[Start of Attachment]

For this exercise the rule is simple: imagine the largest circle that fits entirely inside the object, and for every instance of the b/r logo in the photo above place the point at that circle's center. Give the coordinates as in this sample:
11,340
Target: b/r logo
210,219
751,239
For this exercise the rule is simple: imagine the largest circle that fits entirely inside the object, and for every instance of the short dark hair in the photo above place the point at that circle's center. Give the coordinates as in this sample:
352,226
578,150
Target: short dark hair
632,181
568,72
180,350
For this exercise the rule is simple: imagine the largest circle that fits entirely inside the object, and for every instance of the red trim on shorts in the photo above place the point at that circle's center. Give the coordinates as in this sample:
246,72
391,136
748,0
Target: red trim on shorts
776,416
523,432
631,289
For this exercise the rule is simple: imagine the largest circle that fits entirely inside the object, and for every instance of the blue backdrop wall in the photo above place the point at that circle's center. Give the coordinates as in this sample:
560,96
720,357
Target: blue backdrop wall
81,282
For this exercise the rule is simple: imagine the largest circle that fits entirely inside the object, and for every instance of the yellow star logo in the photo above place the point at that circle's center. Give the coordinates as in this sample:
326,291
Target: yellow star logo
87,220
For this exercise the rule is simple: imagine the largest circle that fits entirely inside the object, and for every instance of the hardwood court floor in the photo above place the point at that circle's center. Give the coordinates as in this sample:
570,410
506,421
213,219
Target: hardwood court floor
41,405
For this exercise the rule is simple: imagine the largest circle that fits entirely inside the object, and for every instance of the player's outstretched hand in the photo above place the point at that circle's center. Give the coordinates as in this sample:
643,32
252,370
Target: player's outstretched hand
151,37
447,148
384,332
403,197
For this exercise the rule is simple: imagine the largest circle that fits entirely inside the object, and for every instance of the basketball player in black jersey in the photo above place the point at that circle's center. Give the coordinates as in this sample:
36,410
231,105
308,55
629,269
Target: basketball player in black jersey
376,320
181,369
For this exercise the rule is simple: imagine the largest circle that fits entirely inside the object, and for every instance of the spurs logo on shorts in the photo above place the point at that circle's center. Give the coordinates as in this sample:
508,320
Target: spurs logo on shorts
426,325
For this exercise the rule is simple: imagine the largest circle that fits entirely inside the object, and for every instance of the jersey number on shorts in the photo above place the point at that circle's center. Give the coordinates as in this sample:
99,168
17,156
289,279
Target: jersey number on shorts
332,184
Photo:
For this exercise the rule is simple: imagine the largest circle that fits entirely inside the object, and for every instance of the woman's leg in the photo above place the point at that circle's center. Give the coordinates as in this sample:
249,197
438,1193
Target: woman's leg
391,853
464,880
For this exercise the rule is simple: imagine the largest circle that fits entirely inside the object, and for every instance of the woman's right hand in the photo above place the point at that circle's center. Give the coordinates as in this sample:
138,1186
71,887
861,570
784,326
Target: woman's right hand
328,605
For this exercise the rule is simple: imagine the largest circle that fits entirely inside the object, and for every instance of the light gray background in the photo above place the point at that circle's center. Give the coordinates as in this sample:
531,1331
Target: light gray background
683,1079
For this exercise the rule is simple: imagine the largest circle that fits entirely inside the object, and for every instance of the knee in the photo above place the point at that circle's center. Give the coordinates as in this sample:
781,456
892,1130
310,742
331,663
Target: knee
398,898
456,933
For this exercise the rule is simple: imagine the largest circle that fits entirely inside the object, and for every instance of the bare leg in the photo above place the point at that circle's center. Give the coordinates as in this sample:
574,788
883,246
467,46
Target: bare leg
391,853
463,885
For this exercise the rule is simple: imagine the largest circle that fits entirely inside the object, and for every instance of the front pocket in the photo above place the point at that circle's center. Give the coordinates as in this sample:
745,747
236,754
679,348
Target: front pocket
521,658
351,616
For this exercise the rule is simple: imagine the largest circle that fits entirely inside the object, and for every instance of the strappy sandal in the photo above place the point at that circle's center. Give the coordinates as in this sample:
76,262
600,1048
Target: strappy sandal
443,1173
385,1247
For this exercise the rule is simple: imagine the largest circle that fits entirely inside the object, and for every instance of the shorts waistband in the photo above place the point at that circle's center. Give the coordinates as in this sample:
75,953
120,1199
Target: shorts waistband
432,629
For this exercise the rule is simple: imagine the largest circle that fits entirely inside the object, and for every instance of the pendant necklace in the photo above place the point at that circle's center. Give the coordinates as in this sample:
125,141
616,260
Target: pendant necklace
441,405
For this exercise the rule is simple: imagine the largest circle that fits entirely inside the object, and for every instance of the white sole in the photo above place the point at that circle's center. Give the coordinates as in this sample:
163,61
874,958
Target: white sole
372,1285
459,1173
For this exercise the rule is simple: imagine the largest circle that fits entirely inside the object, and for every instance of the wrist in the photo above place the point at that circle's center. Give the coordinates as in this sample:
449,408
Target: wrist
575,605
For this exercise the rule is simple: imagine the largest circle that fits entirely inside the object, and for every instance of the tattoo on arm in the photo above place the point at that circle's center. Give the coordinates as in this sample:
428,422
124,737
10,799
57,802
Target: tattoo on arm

[End of Attachment]

--- Work item ---
Every entry above must be reproduced exactly.

--- Answer to this problem ---
For this exercise the rule is simple: imagine the largest circle that fits entirely inside the object, and for every instance of the b/r logo in the photo above place the point at that circle's center. Give the coordinates as in this sample:
11,340
Target: b/r logo
210,219
751,239
For this exercise the rule is simple: imagine the largest circle that fits entirely inside the object, and for every instance of the short dark hair in the photo above place the point at that circle's center. Give the coordinates as in this sample:
352,226
578,150
Target: short dark hair
632,181
568,72
180,350
For this exercise the rule is simple: imagine the largest circle that fits entirely inside the object, and for every instance of the red trim on shorts in the photo above place the point at that circle's center. Give the coordinates as in this sample:
246,72
391,136
748,0
Target: red trim on shorts
776,416
523,432
631,289
For this exercise the rule is simple: imagine the largest circle that fits entirely inside the object, and for every instance of the blue backdrop wall in the photo above place the point at that circle's center. Give the coordinates as in this sample:
560,96
720,357
Target: blue backdrop wall
81,282
For this exercise the rule is simple: imagine the largest circle that fits entirely inside the object, and for every instance of the yellow star logo in the photo above place the point at that circle's center. Give the coordinates as in this sample:
326,291
Target: yellow star logo
87,220
For this exercise the rule is simple: imagine the largest circle that fits entirely inside the object, and for every instance of the hardwood court floor in the photo above place the point at that circle's center. Give the coordinates as in this sample:
570,410
506,421
213,219
Target: hardwood court floor
41,405
For this exercise the rule is simple: imagine the largest circle that fits entirely inside the object, and for every instance of the player's outstretched hand in the photo above place the point at that circle's center. Give the coordinates as in this sample:
643,32
252,370
Target: player's outstretched hand
151,37
447,148
384,332
403,197
For this exercise the rule is simple: imagine the largest circle that fits entirely inside the object, and for every instance of the basketball player in black jersey in the photo above place the point at that circle's center. Give the coordinates as in this sample:
36,410
231,105
308,55
629,269
Target: basketball player in black jersey
376,320
181,369
For this exercise the rule is simple: imagine the largest circle that fits entirely inside the object, and for every instance of the spurs logo on shorts in the photo above place the point at that circle's center. Give the coordinates as in this sample:
508,320
Target: spurs logo on shorts
426,325
For this exercise the rule is simple: imagine the largest circle that fits entirely inside the object, and for every instance of the jersey number on shorts in the photo above place the point at that circle's center. Give the coordinates as in this sample:
99,168
17,156
289,279
Target: jersey number on shorts
332,184
Photo:
For this exercise the rule is simple: imagine the largest circle that fits entirely inside the object, and for every instance of the woman's leg in the photo above place the point at that circle's center. Give the coordinates as in this sample:
249,197
438,1193
Target: woman's leg
391,853
464,880
For this exercise the rule is simple: imagine the largest circle that fits entirely inside the object, and for every instance of the woman's right hand in the photo above place the point at that circle's center. Give the coordinates as in this sample:
138,1186
71,887
861,570
784,326
Target: woman's right hand
328,605
For this exercise the rule is simple: imagine the largest circle that fits entirely inside the object, and for every instance of the light gray background in the photo above place the point at that circle's center. Give the coordinates as in this sample:
531,1331
Target: light gray background
683,1079
For this exercise the rule is simple: imagine the largest circle that fits entirely inside the object, and for every instance of the knee in the photo above place the point at that circle's center. Give the coordinates as in this sample:
781,456
892,1130
310,742
331,663
Target: knee
398,898
456,933
For this exercise the rule is simple: imagine the largest circle that fits entirely inside the object, and for every instance of the bare leg in the photo above place the point at that circle's center. Give the coordinates as in this sample:
574,788
883,246
467,46
Target: bare leg
391,853
463,885
For this exercise the rule is simple: imagine the largest circle that fits entirely inside the object, and for every instance of the front pocket in the photo above place the point at that circle's center. Give the coordinates as in this sample:
745,747
236,754
679,348
Target: front pocket
521,658
351,616
For this exercise the rule is simple: imagine the largest circle that fits entirely inside the object, and for every instance of the strappy sandal in the photo above place the point at that circle's center. Give the coordinates as in this sample:
76,262
600,1048
Target: strappy sandal
443,1173
385,1247
For this exercise the rule is simple: imagine the largest circle that fits entirely inside the object, and for every instance of the shorts waistband in the photo above place the point at that circle's center. Give the coordinates as in this sample:
75,953
120,1199
Target: shorts waistband
432,629
For this exercise the rule is simple: imagine the largest circle that fits entirely inside the object, and for every instance of the pendant necklace in the photo above place the point at that circle's center. Give the coordinates as in this sample:
125,141
616,260
Target: pendant necklace
441,405
For this exercise the rule is simple: imagine the largest circle that fits entirely inside the object, and for every instance of the white sole in the photo above place the point at that circle's center. Give the coordinates as in this sample:
163,61
874,958
Target: white sole
372,1285
459,1173
For this exercise the rule is simple: imagine the largest circle that fits entirely inside the object, and for every instance of the wrist in the photo above place the point at that circle's center. Give the coordinates as in this sample:
449,408
Target: wrist
575,605
For this exercise the rule is simple: imagine the largest circle that fits entirely inside the object, and for every instance of the tattoo on arm in the photo above place the point at that circle's center. Give the coordinates as in this sample:
428,422
124,737
10,799
57,802
Target: tattoo on arm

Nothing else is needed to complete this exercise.